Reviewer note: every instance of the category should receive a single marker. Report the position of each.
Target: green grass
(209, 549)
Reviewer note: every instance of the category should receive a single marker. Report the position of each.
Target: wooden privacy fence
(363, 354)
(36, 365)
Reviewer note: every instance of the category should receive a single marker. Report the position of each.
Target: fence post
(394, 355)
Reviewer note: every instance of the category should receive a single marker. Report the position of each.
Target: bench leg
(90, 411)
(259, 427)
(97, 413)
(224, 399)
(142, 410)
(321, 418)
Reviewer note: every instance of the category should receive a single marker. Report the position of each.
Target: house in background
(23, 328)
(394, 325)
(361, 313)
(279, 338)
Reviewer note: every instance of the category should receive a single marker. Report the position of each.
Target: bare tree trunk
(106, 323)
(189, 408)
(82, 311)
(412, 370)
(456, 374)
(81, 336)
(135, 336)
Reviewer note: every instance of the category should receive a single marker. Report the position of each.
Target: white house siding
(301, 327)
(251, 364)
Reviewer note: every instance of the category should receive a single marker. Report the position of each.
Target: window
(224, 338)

### Exercise objective
Reproduce every line above word for word, in the same order and with identical punctuation.

### Reply to the task
Reviewer note: every instance of the category should receive a single marker. Report the position of each.
Target: green grass
(209, 549)
Reviewer note: every instance of the category should receive a single marker. Report the position of each.
Target: wooden privacy fence
(363, 354)
(36, 365)
Reviewer note: every instance of the category should receive a single marker. Report the position of each.
Target: fence post
(394, 355)
Reviewer note: every instance of the category should receive a single marker. Report the position of each.
Target: bench leg
(90, 411)
(259, 427)
(97, 413)
(224, 399)
(142, 410)
(321, 418)
Reviewer note: every instance of the category should receive a single marker. Report the position of each.
Target: house in background
(23, 328)
(394, 325)
(361, 313)
(279, 338)
Reviewer note: every instance of the category should receive a single marker. Report the position of each.
Target: bare tree trunk
(106, 323)
(189, 408)
(82, 311)
(412, 370)
(456, 374)
(81, 336)
(135, 336)
Reviewer note: every instance of the category should receive a single marker. Report the position of each.
Target: white house siding
(301, 327)
(251, 364)
Reviewer note: every instance of the category should receive a single marker. Report the position of each.
Target: window
(224, 338)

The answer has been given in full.